_EXERCISE:_ Using the records that follow, work out how many lines hold the string "below" and provide that number only.

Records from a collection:

────────────────

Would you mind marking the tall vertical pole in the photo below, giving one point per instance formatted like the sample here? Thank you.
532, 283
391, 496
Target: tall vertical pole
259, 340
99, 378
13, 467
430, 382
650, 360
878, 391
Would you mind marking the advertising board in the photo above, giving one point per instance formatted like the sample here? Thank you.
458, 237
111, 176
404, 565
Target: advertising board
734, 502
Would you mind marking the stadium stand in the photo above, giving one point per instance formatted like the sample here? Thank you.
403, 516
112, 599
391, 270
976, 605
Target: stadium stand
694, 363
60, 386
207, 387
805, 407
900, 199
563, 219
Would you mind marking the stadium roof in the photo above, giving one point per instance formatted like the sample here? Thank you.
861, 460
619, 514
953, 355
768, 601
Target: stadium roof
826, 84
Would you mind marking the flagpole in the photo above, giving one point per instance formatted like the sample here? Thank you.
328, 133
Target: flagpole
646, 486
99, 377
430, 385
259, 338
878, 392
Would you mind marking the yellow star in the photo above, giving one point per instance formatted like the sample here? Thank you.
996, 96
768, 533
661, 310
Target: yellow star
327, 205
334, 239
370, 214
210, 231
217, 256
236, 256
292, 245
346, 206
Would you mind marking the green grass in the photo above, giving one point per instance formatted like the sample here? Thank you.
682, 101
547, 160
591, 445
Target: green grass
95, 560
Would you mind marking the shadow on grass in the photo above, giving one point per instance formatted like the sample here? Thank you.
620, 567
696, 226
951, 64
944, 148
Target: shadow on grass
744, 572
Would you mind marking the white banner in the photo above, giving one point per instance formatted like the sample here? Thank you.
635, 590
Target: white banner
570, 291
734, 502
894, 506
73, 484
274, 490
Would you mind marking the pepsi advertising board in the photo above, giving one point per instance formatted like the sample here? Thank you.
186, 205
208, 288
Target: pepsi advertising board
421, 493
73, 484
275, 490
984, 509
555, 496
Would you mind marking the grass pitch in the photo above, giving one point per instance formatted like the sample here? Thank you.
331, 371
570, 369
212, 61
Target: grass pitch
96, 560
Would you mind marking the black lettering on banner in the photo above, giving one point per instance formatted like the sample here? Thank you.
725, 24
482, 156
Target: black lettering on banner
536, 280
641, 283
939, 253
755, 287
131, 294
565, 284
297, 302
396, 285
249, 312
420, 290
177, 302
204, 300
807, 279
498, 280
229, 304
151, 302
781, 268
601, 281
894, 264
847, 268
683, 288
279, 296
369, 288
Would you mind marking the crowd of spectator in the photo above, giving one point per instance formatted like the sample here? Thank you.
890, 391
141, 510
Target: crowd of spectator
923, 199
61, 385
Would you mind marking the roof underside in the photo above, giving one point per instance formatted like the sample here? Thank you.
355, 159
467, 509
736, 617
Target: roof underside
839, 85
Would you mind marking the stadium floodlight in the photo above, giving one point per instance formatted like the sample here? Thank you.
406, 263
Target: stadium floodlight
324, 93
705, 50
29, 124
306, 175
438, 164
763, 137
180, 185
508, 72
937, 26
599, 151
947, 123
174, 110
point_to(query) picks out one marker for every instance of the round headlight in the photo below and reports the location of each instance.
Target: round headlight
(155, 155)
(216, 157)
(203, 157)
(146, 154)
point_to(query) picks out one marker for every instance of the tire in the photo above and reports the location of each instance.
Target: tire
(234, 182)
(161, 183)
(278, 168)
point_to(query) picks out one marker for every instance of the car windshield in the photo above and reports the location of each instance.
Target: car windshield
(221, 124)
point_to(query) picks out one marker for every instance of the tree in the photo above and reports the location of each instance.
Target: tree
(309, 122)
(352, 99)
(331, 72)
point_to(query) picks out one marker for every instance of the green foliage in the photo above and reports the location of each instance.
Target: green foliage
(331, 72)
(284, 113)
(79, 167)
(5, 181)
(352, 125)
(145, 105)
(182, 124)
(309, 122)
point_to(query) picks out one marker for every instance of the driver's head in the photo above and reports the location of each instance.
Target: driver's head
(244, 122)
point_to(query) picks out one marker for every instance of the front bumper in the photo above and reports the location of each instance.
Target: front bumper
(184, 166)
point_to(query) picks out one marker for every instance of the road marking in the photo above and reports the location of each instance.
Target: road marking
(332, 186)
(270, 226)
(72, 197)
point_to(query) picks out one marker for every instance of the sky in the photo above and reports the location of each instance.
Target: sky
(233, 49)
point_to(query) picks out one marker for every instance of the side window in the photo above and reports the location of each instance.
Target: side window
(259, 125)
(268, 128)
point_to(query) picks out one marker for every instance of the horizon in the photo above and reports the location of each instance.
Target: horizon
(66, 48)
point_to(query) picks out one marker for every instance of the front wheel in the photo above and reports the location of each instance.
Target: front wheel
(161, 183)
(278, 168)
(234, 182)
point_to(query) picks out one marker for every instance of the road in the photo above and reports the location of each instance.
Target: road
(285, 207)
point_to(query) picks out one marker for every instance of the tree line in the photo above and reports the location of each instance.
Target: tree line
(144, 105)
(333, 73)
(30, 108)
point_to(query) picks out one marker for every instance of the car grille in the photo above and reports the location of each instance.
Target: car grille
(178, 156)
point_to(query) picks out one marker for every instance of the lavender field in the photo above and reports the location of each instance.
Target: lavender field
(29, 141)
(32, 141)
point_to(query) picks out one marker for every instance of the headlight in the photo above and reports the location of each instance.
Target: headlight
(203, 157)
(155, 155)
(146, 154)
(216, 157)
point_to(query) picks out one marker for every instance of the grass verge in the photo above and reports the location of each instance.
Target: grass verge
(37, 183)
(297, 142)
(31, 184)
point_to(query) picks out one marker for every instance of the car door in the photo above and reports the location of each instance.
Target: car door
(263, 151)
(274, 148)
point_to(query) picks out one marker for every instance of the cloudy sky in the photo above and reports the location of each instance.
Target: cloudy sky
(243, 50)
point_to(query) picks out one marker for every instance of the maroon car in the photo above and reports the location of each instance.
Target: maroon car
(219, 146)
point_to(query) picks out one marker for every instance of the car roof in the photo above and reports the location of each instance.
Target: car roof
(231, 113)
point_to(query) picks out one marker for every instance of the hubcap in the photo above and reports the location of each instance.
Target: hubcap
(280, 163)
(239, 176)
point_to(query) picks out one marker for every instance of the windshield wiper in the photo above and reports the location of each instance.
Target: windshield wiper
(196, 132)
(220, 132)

────────────────

_ANSWER SPACE:_ 2